» What the task asks: Extract the complete data exactly as given.
BEGIN Record list
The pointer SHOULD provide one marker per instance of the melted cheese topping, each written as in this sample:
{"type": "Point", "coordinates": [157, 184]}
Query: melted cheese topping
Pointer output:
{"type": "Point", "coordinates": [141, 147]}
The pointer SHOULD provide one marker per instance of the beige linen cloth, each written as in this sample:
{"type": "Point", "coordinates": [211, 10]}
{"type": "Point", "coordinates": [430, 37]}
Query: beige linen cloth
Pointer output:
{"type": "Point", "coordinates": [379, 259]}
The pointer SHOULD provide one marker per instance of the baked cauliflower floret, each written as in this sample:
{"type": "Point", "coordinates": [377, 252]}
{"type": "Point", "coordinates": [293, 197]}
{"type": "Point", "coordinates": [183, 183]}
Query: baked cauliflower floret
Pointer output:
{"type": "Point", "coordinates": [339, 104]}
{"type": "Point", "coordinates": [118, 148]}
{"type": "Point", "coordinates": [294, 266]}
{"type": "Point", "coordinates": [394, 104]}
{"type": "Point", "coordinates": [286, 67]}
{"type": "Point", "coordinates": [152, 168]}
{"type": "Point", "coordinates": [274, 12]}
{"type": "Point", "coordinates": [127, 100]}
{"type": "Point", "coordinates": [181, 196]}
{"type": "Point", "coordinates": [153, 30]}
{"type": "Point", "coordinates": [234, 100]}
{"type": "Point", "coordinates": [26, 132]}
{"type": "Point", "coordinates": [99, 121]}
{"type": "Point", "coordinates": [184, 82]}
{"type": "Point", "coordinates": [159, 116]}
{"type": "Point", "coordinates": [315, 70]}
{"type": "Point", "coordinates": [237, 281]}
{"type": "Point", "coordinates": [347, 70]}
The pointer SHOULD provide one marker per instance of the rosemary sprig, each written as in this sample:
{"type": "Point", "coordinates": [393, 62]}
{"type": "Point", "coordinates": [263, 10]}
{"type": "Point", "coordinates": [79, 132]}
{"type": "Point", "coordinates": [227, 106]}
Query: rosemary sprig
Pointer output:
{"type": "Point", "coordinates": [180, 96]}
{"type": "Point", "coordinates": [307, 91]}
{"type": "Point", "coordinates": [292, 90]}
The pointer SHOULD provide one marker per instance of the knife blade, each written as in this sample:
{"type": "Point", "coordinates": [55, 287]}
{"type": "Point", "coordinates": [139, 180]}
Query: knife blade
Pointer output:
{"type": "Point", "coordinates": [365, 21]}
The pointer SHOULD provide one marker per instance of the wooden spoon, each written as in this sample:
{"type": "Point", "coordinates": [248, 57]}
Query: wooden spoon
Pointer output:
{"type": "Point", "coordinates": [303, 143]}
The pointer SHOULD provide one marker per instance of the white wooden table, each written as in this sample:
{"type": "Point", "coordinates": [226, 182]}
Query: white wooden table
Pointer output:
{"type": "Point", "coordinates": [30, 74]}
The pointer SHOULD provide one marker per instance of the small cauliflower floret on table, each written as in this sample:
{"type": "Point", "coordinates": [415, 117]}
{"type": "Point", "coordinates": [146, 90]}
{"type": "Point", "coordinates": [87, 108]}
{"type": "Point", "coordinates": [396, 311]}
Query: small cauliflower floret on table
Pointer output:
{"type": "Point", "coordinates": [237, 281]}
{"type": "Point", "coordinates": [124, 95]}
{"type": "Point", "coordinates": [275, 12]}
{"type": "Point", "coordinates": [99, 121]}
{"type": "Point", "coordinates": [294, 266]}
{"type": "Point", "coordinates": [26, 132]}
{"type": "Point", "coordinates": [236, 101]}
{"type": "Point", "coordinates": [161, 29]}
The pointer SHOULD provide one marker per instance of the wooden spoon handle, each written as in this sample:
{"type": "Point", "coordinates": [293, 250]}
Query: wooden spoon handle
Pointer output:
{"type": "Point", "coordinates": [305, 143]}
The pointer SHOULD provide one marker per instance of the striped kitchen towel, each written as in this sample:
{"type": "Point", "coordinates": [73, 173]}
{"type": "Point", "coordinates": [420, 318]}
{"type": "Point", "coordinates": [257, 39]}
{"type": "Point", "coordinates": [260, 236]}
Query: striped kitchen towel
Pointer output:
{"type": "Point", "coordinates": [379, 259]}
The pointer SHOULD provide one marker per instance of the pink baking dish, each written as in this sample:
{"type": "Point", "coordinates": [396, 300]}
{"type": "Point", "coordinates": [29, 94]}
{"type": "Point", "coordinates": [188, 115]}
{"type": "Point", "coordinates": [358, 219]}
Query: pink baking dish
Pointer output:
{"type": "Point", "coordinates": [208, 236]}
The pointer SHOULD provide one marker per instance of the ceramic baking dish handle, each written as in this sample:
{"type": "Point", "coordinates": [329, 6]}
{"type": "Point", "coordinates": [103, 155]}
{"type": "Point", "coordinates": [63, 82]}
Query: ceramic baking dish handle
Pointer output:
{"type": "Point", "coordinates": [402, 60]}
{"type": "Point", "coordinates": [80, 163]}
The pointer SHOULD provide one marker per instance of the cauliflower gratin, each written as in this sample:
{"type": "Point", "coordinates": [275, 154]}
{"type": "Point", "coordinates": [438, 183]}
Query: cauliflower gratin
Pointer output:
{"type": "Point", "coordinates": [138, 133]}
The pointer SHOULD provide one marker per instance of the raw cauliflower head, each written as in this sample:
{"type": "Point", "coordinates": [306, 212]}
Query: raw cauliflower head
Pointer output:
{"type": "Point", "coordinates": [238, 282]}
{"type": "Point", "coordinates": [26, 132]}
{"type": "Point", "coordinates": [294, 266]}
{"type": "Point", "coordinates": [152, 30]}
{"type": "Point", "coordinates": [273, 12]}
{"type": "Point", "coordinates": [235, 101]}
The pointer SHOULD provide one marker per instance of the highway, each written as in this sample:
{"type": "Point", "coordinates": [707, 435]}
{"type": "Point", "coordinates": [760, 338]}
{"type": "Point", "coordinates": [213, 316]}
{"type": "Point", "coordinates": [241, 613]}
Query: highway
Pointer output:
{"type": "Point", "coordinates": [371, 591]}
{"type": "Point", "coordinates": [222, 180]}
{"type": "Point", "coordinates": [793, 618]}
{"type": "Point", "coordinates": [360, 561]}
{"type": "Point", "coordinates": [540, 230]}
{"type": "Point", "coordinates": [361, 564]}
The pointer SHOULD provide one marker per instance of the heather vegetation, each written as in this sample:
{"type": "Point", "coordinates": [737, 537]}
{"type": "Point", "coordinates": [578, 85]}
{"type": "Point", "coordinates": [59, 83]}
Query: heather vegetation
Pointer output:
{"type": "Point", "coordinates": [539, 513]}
END Record list
» Task response:
The pointer SHOULD provide one marker per instance of the melted cheese topping, each written as in this sample:
{"type": "Point", "coordinates": [157, 184]}
Query: melted cheese topping
Pointer output:
{"type": "Point", "coordinates": [141, 147]}
The pointer SHOULD provide one marker per instance of the beige linen cloth, each written as in this sample:
{"type": "Point", "coordinates": [211, 10]}
{"type": "Point", "coordinates": [430, 37]}
Query: beige linen cloth
Pointer output:
{"type": "Point", "coordinates": [379, 259]}
The pointer SHOULD provide one marker per instance of the baked cauliflower floret, each written as in this sample:
{"type": "Point", "coordinates": [377, 252]}
{"type": "Point", "coordinates": [293, 197]}
{"type": "Point", "coordinates": [183, 183]}
Query: baked cauliflower floret
Pointer output:
{"type": "Point", "coordinates": [339, 104]}
{"type": "Point", "coordinates": [118, 148]}
{"type": "Point", "coordinates": [294, 266]}
{"type": "Point", "coordinates": [394, 104]}
{"type": "Point", "coordinates": [286, 67]}
{"type": "Point", "coordinates": [152, 168]}
{"type": "Point", "coordinates": [274, 12]}
{"type": "Point", "coordinates": [127, 100]}
{"type": "Point", "coordinates": [181, 196]}
{"type": "Point", "coordinates": [153, 30]}
{"type": "Point", "coordinates": [234, 100]}
{"type": "Point", "coordinates": [26, 132]}
{"type": "Point", "coordinates": [99, 121]}
{"type": "Point", "coordinates": [184, 82]}
{"type": "Point", "coordinates": [159, 116]}
{"type": "Point", "coordinates": [315, 70]}
{"type": "Point", "coordinates": [237, 281]}
{"type": "Point", "coordinates": [347, 70]}
The pointer SHOULD provide one marker per instance of the rosemary sprig, each written as in this sample:
{"type": "Point", "coordinates": [393, 62]}
{"type": "Point", "coordinates": [263, 10]}
{"type": "Point", "coordinates": [79, 132]}
{"type": "Point", "coordinates": [227, 106]}
Query: rosemary sprig
Pointer output:
{"type": "Point", "coordinates": [180, 96]}
{"type": "Point", "coordinates": [307, 91]}
{"type": "Point", "coordinates": [292, 90]}
The pointer SHOULD provide one marker per instance of the knife blade, each written as in this sample:
{"type": "Point", "coordinates": [55, 287]}
{"type": "Point", "coordinates": [139, 180]}
Query: knife blade
Pointer output:
{"type": "Point", "coordinates": [365, 21]}
The pointer SHOULD provide one marker per instance of the wooden spoon, each written as in this sample:
{"type": "Point", "coordinates": [248, 57]}
Query: wooden spoon
Pointer output:
{"type": "Point", "coordinates": [303, 143]}
The pointer SHOULD provide one marker per instance of the white wooden table, each written as in this sample:
{"type": "Point", "coordinates": [226, 182]}
Query: white wooden table
Pointer output:
{"type": "Point", "coordinates": [30, 74]}
The pointer SHOULD provide one marker per instance of the small cauliflower floret on table, each written as in this sample:
{"type": "Point", "coordinates": [415, 117]}
{"type": "Point", "coordinates": [146, 90]}
{"type": "Point", "coordinates": [87, 108]}
{"type": "Point", "coordinates": [396, 311]}
Query: small cauliflower floret on table
Pointer output:
{"type": "Point", "coordinates": [237, 281]}
{"type": "Point", "coordinates": [124, 95]}
{"type": "Point", "coordinates": [275, 12]}
{"type": "Point", "coordinates": [99, 121]}
{"type": "Point", "coordinates": [294, 266]}
{"type": "Point", "coordinates": [26, 132]}
{"type": "Point", "coordinates": [236, 101]}
{"type": "Point", "coordinates": [161, 29]}
The pointer SHOULD provide one marker per instance of the wooden spoon handle, each written as in this sample:
{"type": "Point", "coordinates": [293, 250]}
Query: wooden spoon handle
Pointer output:
{"type": "Point", "coordinates": [305, 143]}
The pointer SHOULD provide one marker per instance of the striped kitchen towel, each written as in this sample:
{"type": "Point", "coordinates": [73, 173]}
{"type": "Point", "coordinates": [420, 318]}
{"type": "Point", "coordinates": [257, 39]}
{"type": "Point", "coordinates": [260, 236]}
Query: striped kitchen towel
Pointer output:
{"type": "Point", "coordinates": [379, 259]}
The pointer SHOULD provide one marker per instance of the pink baking dish, each written as in this sample:
{"type": "Point", "coordinates": [396, 300]}
{"type": "Point", "coordinates": [29, 94]}
{"type": "Point", "coordinates": [188, 115]}
{"type": "Point", "coordinates": [358, 219]}
Query: pink baking dish
Pointer output:
{"type": "Point", "coordinates": [208, 236]}
The pointer SHOULD provide one marker per instance of the ceramic baking dish handle, each written as in this sample:
{"type": "Point", "coordinates": [329, 6]}
{"type": "Point", "coordinates": [103, 155]}
{"type": "Point", "coordinates": [63, 82]}
Query: ceramic baking dish handle
Pointer output:
{"type": "Point", "coordinates": [402, 60]}
{"type": "Point", "coordinates": [80, 163]}
The pointer SHOULD provide one marker per instance of the cauliflower gratin, each written as in this sample:
{"type": "Point", "coordinates": [275, 154]}
{"type": "Point", "coordinates": [438, 183]}
Query: cauliflower gratin
Pointer output:
{"type": "Point", "coordinates": [138, 133]}
The pointer SHOULD provide one marker per instance of the raw cauliflower head, each written as in this sample:
{"type": "Point", "coordinates": [306, 212]}
Query: raw cauliflower head
Pointer output:
{"type": "Point", "coordinates": [238, 282]}
{"type": "Point", "coordinates": [26, 132]}
{"type": "Point", "coordinates": [294, 266]}
{"type": "Point", "coordinates": [152, 30]}
{"type": "Point", "coordinates": [273, 12]}
{"type": "Point", "coordinates": [235, 101]}
The pointer SHOULD provide one marker per instance of the highway, each written as in this sample:
{"type": "Point", "coordinates": [707, 435]}
{"type": "Point", "coordinates": [760, 338]}
{"type": "Point", "coordinates": [213, 316]}
{"type": "Point", "coordinates": [241, 613]}
Query: highway
Pointer output:
{"type": "Point", "coordinates": [371, 591]}
{"type": "Point", "coordinates": [222, 180]}
{"type": "Point", "coordinates": [793, 618]}
{"type": "Point", "coordinates": [360, 561]}
{"type": "Point", "coordinates": [540, 230]}
{"type": "Point", "coordinates": [361, 564]}
The pointer SHOULD provide one marker per instance of the heather vegetation, each written as in this sample:
{"type": "Point", "coordinates": [737, 537]}
{"type": "Point", "coordinates": [578, 85]}
{"type": "Point", "coordinates": [59, 83]}
Query: heather vegetation
Pointer output:
{"type": "Point", "coordinates": [539, 513]}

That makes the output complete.